Recent

Author Topic: [Solved] Rename files with unicode char to ansi.  (Read 7396 times)

elioenaishalom

  • New Member
  • *
  • Posts: 28
[Solved] Rename files with unicode char to ansi.
« on: October 16, 2018, 03:46:50 pm »
Lazarus 1.8.4 (Windows 10)
It is impossible for me to solve this; if anyone can help, I thank you in advance:
My stream ripper application writes dozens of "MP3" files in unicode
and I need to rename the files.
My codepage is UTF8

Quote
procedure TForm1.FileNameUnicodeToAnsiClick(Sender: TObject);
var
  K: integer;
  AnsiFileName: string;
begin
  if OpenDialog1.Execute then
  for K := 0 to OpenDialog1.Files.Count - 1 do
  begin
    {
    example:
    If OpenDialog1.Files[K] returns "Gabriel Fauré"
    AnsiFileName should return "Gabriel Fauré",
    so I can compare the two names and rename if it is the case.
    }
    AnsiFileName := OpenDialog1.Files[K];
    if AnsiFileName <> OpenDialog1.Files[K] then
      RenameFile((OpenDialog1.Files[K]), AnsiFileName);

    end;
  end;
end;
« Last Edit: October 18, 2018, 06:12:23 pm by elioenaishalom »

Bart

  • Hero Member
  • *****
  • Posts: 5275
    • Bart en Mariska's Webstek
Re: Rename files with unicode char to ansi.
« Reply #1 on: October 17, 2018, 09:47:51 am »
Your ripper uses unicode "characters" in filenames?

- [Lines of data]
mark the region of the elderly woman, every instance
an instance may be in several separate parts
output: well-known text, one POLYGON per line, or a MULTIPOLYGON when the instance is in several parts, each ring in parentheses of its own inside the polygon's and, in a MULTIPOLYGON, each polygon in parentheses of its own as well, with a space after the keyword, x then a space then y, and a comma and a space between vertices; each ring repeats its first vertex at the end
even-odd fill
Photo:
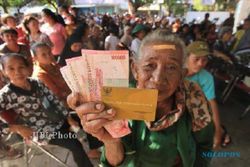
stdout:
POLYGON ((158 90, 156 120, 132 120, 132 133, 123 138, 112 138, 104 128, 112 122, 115 110, 106 110, 102 102, 81 102, 77 94, 68 97, 83 128, 103 141, 104 166, 208 165, 206 153, 213 144, 213 122, 199 86, 183 80, 185 55, 183 42, 166 31, 156 30, 143 39, 139 59, 131 68, 138 89, 158 90))

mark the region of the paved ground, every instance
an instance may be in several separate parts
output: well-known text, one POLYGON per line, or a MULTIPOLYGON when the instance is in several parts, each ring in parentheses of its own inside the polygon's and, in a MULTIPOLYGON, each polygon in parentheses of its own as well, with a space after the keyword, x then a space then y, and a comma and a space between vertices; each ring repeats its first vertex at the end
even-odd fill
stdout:
MULTIPOLYGON (((221 90, 219 87, 218 90, 221 90)), ((217 92, 220 94, 220 91, 217 92)), ((217 157, 212 160, 212 167, 250 167, 250 113, 243 119, 239 120, 241 112, 250 105, 250 96, 242 94, 238 91, 233 92, 225 104, 220 104, 220 113, 222 123, 227 127, 228 132, 232 136, 233 142, 227 148, 218 151, 239 152, 239 157, 217 157)), ((86 144, 85 144, 86 148, 86 144)), ((62 148, 51 148, 52 151, 60 158, 65 158, 67 150, 62 148)), ((86 148, 87 149, 87 148, 86 148)), ((93 161, 98 166, 98 161, 93 161)), ((72 155, 69 156, 68 164, 74 167, 72 155)), ((15 161, 1 161, 0 167, 24 167, 24 159, 20 158, 15 161)), ((31 167, 59 167, 53 160, 44 154, 34 157, 31 167)))

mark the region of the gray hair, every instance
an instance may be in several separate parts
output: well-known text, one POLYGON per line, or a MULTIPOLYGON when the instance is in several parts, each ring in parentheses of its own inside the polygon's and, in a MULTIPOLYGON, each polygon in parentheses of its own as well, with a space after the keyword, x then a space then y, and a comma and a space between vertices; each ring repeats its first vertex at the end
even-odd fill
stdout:
POLYGON ((144 47, 148 44, 154 44, 154 43, 168 43, 168 44, 171 43, 181 48, 183 57, 182 63, 184 64, 187 56, 186 45, 184 44, 182 39, 179 38, 177 35, 172 34, 167 30, 161 30, 161 29, 151 32, 142 40, 141 46, 139 48, 139 54, 138 56, 135 56, 137 60, 139 60, 142 57, 144 47))

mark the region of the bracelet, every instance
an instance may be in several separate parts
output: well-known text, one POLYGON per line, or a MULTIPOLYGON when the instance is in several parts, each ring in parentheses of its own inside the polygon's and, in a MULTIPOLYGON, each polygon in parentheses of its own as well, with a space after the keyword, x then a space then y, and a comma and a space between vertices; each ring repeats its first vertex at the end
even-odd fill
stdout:
POLYGON ((7 124, 7 123, 2 123, 2 124, 0 124, 0 127, 1 128, 9 128, 9 124, 7 124))

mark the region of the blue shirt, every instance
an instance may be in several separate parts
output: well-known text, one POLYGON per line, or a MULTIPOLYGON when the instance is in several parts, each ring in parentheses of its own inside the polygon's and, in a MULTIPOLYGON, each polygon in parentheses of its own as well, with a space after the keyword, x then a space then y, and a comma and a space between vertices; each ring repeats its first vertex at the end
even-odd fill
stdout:
POLYGON ((198 73, 186 77, 186 79, 199 84, 208 100, 215 99, 214 78, 208 71, 202 69, 198 73))

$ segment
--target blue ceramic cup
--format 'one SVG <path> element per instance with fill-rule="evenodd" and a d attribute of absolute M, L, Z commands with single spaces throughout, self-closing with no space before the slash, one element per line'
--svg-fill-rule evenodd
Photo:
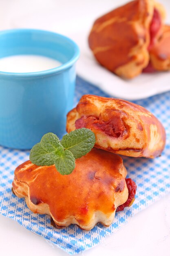
<path fill-rule="evenodd" d="M 35 54 L 62 63 L 40 72 L 0 70 L 0 145 L 29 149 L 46 132 L 60 138 L 65 133 L 79 54 L 75 43 L 55 33 L 29 29 L 0 32 L 0 58 Z"/>

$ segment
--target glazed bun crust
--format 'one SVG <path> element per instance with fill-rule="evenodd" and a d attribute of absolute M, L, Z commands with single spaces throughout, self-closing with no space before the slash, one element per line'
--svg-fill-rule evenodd
<path fill-rule="evenodd" d="M 162 36 L 150 54 L 151 64 L 155 70 L 170 70 L 170 26 L 163 26 Z"/>
<path fill-rule="evenodd" d="M 140 74 L 149 61 L 150 27 L 156 8 L 161 34 L 163 7 L 152 0 L 135 0 L 98 18 L 88 37 L 90 48 L 102 66 L 124 78 Z"/>
<path fill-rule="evenodd" d="M 76 159 L 69 175 L 62 175 L 54 165 L 28 161 L 15 169 L 12 185 L 33 212 L 51 215 L 57 226 L 76 224 L 87 230 L 98 222 L 111 224 L 117 208 L 128 199 L 126 174 L 119 156 L 93 148 Z"/>
<path fill-rule="evenodd" d="M 85 95 L 67 115 L 70 132 L 84 127 L 95 134 L 95 146 L 131 157 L 160 155 L 165 129 L 144 108 L 125 100 Z"/>

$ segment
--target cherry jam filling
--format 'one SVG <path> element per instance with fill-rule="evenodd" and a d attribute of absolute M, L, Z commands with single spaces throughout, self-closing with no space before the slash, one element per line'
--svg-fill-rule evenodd
<path fill-rule="evenodd" d="M 158 11 L 154 9 L 152 19 L 150 25 L 150 43 L 148 47 L 148 49 L 150 51 L 155 43 L 156 36 L 160 29 L 161 24 L 161 15 Z M 152 73 L 155 72 L 156 70 L 152 66 L 150 62 L 147 67 L 143 70 L 143 73 Z"/>
<path fill-rule="evenodd" d="M 131 179 L 126 179 L 127 186 L 128 187 L 129 194 L 128 198 L 126 202 L 123 204 L 119 205 L 116 209 L 116 211 L 123 211 L 126 207 L 130 207 L 133 202 L 135 200 L 135 195 L 136 194 L 137 186 L 133 180 Z"/>
<path fill-rule="evenodd" d="M 115 113 L 108 121 L 99 117 L 83 116 L 75 121 L 76 129 L 84 127 L 88 129 L 95 129 L 102 130 L 109 136 L 119 138 L 126 130 L 124 123 L 119 114 Z"/>

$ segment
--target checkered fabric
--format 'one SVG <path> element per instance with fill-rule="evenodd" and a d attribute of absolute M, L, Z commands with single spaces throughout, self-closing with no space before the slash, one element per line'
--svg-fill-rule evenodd
<path fill-rule="evenodd" d="M 84 94 L 109 97 L 79 77 L 76 84 L 75 105 Z M 135 214 L 170 193 L 170 92 L 135 103 L 146 107 L 162 122 L 166 131 L 166 146 L 161 157 L 155 159 L 123 157 L 128 177 L 133 180 L 137 186 L 136 199 L 130 208 L 116 213 L 111 226 L 106 227 L 99 224 L 92 230 L 85 231 L 72 225 L 57 229 L 51 225 L 49 216 L 31 212 L 24 200 L 15 196 L 11 190 L 14 171 L 29 159 L 29 152 L 2 147 L 0 147 L 0 213 L 74 254 L 98 244 L 106 236 L 121 228 Z"/>

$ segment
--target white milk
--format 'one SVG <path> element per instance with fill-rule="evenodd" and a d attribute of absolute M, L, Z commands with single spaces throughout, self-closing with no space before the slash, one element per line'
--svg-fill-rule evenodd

- [Request 1] List every calendar date that appears in the forum thread, in the order they occur.
- [Request 2] Revise the stretch of the forum thread from "It is impossible" through "rename the files.", replacing "dozens" with "hundreds".
The records are distinct material, unrelated to the forum thread.

- [Correct result 1] October 16, 2018; October 18, 2018; October 17, 2018

- [Correct result 2]
It is impossible for me to solve this; if anyone can help, I thank you in advance:
My stream ripper application writes hundreds of "MP3" files in unicode
and I need to rename the files.